— begin Supplied material —

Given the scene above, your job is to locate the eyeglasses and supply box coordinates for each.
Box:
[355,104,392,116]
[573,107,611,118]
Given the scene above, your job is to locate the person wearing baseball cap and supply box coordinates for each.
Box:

— end Supplied material —

Copy everything from the line beginning "Given the scene above, your job is to locate the person" down to the end of the records, replacing "baseball cap" with "sun hat" and leaving the rest unchanged.

Given the scene above, your job is to locate the person wearing sun hat and supply box coordinates for each.
Box:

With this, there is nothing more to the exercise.